YOUR TASK:
Format every line of the records below as a numbered list, and leave out any blank lines.

RAW RECORDS:
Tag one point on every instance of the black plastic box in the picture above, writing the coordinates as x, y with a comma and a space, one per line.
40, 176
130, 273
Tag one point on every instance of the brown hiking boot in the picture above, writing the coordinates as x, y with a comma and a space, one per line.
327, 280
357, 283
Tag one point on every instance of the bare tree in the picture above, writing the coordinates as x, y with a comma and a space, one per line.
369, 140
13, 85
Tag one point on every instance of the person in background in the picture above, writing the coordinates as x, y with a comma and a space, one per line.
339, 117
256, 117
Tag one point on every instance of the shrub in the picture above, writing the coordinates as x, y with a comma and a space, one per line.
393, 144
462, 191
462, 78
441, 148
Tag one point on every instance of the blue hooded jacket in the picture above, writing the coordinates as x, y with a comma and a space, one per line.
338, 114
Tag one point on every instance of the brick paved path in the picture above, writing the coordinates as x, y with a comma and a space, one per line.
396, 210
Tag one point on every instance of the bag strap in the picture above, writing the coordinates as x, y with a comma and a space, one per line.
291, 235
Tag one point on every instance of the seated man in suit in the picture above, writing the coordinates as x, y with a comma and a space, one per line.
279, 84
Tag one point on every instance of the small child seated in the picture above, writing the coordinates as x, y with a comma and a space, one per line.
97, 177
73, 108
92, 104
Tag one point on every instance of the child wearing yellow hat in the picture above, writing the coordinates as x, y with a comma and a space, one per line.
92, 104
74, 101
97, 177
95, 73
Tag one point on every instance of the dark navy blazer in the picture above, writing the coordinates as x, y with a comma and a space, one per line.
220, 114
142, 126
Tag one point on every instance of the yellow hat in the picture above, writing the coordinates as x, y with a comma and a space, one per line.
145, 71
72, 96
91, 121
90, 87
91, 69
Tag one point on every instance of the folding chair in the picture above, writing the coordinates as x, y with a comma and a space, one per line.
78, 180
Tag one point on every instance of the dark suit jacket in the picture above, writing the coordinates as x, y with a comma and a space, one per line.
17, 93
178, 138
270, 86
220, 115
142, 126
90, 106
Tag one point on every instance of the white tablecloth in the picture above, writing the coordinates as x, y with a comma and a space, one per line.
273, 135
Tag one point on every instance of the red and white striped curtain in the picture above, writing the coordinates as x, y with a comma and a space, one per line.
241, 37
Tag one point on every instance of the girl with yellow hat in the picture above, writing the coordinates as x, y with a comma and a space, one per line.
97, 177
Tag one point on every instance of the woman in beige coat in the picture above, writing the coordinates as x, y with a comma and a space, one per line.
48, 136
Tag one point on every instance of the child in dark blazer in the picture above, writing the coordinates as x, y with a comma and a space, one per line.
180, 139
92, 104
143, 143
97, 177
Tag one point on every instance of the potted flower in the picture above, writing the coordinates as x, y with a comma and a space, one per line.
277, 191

THE COMPLETED TASK:
1. Tag one point on every instance of the black plastic box in the picture above, writing the coordinates as x, y with a comma and a space, one per line.
2. 40, 176
3. 130, 273
4. Tag one point on every instance of the brown hiking boot in the picture above, writing the coordinates as x, y with a comma and a space, one per line.
5. 327, 280
6. 357, 283
7. Tag one point on every instance of the bare tree in the picture above, writing the coordinates as x, y with a comma and a space, one per line.
8. 369, 140
9. 13, 85
10. Tag one point on every instance of the person in background in the picture above, writing the coordinates as x, y with a comma and a space, one per line.
11. 339, 117
12. 256, 117
13. Tag one point on every instance of the shrub in the picture above, writing the coordinates as x, y with a comma and a space, one per line.
14. 393, 144
15. 462, 191
16. 462, 78
17. 441, 148
18. Tag one point on every instance of the blue hooded jacket in the picture above, writing the coordinates as x, y with a comma and a space, one per line.
19. 338, 114
20. Tag one point on every instance of the brick paved path in the picture above, writing the coordinates as x, y with a comma and a space, one per line.
21. 396, 210
22. Tag one point on every instance of the bag strap in the picture above, writing the coordinates as x, y with a comma and a space, one per line.
23. 291, 235
24. Tag one point on every instance of the seated man in suit in the picture above, writing the coordinates as x, y with a comma and a space, one per line.
25. 279, 84
26. Tag one point on every instance of the small child seated in the picture above, writing the coordinates as x, y with a comma and a space, one per line.
27. 97, 177
28. 73, 108
29. 92, 104
30. Tag one point on every instance of the child wearing yellow hat in the picture above, writing the coordinates as x, y with a comma and a space, one per line.
31. 92, 104
32. 74, 101
33. 97, 177
34. 95, 73
35. Tag one point on every instance of the dark navy blazer in the picture above, writing the coordinates as x, y with a comma and a space, one per line.
36. 220, 114
37. 142, 126
38. Tag one point on every instance of the yellow hat in the picture above, writing the coordinates as x, y with a comma and a space, one per line.
39. 145, 71
40. 72, 96
41. 91, 121
42. 90, 87
43. 91, 69
44. Tag one point on every instance of the folding chair in the picture above, writing the coordinates as x, y with a comma and a space, one per line.
45. 78, 180
46. Tag one point on every instance of the dark suit jacket in the picture above, writing the coordinates as x, y with a comma and a space, one per line.
47. 17, 93
48. 178, 138
49. 270, 86
50. 220, 115
51. 142, 126
52. 90, 106
53. Tag one point on every instance of the white tablecloth in the picture above, writing the coordinates as x, y with a comma and a space, one per line.
54. 273, 135
55. Tag one point on every instance of the red and white striped curtain in the picture above, writing the coordinates as x, y with a comma and a space, one per line.
56. 241, 37
57. Tag one point on every instance of the girl with yellow hat in the picture above, writing the coordinates as x, y with a comma and a space, one per line.
58. 97, 177
59. Tag one point on every instance of the woman in beige coat in the picture above, writing the coordinates as x, y with a comma and a space, one per line.
60. 48, 136
61. Tag one point on every instance of the child in dark blazer in the picture above, writing the coordinates as x, y with a comma and a space, one per line.
62. 180, 139
63. 92, 104
64. 143, 143
65. 97, 177
66. Tag one point on every instance of the potted flower in the picture above, writing the coordinates as x, y with a comma and a space, one per line.
67. 277, 191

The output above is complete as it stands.